Segment Open
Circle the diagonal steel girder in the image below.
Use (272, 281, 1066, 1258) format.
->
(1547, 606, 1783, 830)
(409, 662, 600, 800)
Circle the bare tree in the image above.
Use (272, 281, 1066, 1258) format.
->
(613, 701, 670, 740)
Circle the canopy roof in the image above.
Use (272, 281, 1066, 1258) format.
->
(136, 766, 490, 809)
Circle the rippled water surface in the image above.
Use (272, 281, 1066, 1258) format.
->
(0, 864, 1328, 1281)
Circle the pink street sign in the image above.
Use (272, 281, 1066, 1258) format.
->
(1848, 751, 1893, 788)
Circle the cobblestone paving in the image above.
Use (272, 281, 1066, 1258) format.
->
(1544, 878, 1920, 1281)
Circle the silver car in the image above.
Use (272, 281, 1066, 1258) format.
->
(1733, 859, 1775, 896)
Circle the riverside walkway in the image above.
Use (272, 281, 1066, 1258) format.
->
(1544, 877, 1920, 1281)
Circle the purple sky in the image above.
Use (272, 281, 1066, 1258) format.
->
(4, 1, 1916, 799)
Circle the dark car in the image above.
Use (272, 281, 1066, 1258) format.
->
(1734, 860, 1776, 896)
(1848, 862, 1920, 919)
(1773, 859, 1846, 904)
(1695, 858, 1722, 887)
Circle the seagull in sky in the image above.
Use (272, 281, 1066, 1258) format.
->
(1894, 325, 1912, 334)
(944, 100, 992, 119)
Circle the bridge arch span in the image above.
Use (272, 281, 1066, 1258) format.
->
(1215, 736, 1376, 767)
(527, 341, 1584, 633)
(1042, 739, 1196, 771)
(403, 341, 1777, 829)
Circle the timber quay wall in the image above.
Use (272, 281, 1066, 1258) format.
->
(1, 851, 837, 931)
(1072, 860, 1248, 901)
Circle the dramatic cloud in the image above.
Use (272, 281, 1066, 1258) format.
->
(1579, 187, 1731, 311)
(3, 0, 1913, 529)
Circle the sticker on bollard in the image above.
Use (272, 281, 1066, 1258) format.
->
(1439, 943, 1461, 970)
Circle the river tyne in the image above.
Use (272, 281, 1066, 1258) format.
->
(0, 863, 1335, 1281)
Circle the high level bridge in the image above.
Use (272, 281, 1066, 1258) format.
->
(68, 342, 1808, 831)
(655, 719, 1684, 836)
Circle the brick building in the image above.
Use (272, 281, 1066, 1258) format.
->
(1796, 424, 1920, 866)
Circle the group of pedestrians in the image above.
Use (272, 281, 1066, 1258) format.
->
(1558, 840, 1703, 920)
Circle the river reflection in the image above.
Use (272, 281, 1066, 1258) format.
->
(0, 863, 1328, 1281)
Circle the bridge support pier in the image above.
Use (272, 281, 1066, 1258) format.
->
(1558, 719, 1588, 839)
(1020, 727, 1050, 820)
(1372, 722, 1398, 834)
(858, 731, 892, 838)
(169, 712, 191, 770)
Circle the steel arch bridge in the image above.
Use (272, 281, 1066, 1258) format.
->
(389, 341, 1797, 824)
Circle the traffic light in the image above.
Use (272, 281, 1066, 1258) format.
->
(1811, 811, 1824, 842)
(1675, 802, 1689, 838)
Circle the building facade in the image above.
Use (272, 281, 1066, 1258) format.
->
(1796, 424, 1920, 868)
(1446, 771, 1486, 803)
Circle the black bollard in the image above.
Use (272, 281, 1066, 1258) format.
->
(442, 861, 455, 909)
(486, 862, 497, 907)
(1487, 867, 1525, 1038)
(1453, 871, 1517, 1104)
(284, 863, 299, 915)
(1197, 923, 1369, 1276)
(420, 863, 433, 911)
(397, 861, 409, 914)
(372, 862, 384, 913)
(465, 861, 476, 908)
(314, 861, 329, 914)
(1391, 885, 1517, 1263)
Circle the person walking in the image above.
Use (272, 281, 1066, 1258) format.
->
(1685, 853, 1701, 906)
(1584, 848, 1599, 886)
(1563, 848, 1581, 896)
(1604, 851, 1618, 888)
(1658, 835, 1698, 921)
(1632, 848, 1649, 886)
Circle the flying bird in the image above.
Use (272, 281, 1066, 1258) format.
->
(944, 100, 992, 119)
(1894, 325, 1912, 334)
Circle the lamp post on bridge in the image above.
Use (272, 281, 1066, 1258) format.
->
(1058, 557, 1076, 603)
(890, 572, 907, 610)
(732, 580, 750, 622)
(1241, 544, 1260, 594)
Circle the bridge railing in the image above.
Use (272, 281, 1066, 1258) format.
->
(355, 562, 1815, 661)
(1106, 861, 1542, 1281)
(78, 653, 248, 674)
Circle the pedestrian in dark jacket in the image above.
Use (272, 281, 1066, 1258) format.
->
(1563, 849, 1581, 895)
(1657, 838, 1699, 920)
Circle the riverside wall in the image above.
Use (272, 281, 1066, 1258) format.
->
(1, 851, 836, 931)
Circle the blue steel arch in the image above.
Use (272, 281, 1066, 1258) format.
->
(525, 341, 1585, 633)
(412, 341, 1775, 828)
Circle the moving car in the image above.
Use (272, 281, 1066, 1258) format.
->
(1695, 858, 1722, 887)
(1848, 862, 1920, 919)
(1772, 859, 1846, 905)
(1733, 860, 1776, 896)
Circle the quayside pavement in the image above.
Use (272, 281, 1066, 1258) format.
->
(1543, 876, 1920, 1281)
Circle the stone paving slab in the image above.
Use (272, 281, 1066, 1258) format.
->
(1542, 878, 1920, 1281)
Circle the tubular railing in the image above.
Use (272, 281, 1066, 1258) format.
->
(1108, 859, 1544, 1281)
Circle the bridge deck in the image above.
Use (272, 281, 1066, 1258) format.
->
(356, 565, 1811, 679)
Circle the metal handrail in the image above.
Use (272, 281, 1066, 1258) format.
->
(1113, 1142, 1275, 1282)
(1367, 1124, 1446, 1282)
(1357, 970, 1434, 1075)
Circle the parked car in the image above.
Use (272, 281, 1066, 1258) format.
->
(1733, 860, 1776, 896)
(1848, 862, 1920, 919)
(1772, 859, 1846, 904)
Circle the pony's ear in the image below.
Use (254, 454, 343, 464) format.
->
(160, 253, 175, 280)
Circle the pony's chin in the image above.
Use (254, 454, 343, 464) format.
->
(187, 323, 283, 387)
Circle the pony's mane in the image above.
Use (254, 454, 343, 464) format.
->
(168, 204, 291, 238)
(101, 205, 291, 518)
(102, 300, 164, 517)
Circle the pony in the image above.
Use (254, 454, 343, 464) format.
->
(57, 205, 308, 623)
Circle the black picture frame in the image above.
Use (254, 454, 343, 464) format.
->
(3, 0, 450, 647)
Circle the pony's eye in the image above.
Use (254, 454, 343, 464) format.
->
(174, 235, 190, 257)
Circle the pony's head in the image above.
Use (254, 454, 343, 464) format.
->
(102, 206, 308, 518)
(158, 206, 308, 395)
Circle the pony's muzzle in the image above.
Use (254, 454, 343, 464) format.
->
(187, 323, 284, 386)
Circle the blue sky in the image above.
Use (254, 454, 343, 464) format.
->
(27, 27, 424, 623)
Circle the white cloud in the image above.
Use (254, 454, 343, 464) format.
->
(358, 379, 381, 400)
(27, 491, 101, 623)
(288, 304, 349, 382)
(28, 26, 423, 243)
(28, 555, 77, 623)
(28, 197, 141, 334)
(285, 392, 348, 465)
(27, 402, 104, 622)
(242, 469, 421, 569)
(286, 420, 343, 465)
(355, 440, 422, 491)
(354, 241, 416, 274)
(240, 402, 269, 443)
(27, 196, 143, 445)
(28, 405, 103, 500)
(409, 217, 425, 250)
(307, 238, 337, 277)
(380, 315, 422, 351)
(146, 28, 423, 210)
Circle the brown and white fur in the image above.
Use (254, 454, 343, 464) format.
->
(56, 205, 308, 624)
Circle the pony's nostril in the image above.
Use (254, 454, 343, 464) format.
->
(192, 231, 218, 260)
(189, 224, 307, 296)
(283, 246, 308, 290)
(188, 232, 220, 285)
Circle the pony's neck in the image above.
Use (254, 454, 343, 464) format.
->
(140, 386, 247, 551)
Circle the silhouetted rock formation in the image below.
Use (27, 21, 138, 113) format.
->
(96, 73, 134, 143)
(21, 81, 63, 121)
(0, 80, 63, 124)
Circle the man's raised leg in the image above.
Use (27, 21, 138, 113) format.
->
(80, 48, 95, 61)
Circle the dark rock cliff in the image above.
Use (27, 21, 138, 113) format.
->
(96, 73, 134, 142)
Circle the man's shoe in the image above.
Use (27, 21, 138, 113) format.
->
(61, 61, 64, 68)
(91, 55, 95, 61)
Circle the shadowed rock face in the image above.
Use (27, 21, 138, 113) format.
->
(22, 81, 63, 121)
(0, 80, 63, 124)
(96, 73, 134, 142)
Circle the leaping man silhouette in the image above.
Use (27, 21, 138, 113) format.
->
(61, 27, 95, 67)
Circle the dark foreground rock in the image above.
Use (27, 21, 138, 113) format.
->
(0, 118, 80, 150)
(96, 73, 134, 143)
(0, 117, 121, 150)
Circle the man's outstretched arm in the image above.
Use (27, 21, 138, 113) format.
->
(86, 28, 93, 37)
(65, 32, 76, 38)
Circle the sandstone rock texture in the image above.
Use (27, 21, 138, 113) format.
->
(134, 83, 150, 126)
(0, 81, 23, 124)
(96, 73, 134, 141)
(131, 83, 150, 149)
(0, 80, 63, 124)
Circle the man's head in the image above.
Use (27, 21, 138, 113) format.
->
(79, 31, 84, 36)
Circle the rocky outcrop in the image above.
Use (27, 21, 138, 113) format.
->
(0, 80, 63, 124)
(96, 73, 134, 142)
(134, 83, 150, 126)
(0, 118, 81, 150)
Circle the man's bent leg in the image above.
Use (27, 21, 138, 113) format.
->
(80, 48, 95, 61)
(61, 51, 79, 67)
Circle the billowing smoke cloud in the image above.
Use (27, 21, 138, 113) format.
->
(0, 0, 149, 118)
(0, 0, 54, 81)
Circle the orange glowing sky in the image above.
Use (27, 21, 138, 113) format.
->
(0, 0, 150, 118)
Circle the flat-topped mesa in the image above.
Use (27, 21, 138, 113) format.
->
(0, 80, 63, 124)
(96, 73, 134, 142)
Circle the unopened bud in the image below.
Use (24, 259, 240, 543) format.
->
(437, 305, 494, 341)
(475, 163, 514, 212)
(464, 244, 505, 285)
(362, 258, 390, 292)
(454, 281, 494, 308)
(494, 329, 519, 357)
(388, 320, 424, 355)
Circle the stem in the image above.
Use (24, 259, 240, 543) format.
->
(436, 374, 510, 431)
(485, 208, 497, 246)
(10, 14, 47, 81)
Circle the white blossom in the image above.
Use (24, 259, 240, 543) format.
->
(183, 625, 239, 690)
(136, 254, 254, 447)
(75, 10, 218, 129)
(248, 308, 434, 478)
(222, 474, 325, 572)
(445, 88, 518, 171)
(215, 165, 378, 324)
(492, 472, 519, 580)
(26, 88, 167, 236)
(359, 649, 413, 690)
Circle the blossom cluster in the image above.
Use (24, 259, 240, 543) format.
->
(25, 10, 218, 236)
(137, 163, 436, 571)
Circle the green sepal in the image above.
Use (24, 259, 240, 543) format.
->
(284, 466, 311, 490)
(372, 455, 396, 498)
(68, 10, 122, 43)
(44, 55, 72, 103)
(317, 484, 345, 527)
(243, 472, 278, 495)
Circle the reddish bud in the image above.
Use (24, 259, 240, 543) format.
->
Segment Closed
Exercise details: Reproduce exactly, and with no other material, the lines between those holding "Circle the canopy roof in the image above." and "Circle the cobblestone", inclusive.

Solution to the exercise:
Circle the canopy roof in the image above.
Use (272, 281, 1066, 1258) format.
->
(136, 766, 490, 809)
Circle the rippled water surface in the image above.
Use (272, 281, 1066, 1258) format.
->
(0, 864, 1328, 1281)
Circle the pink street sign in the image above.
Use (272, 281, 1066, 1258) format.
->
(1848, 751, 1893, 788)
Circle the cobblestone paving in the image above.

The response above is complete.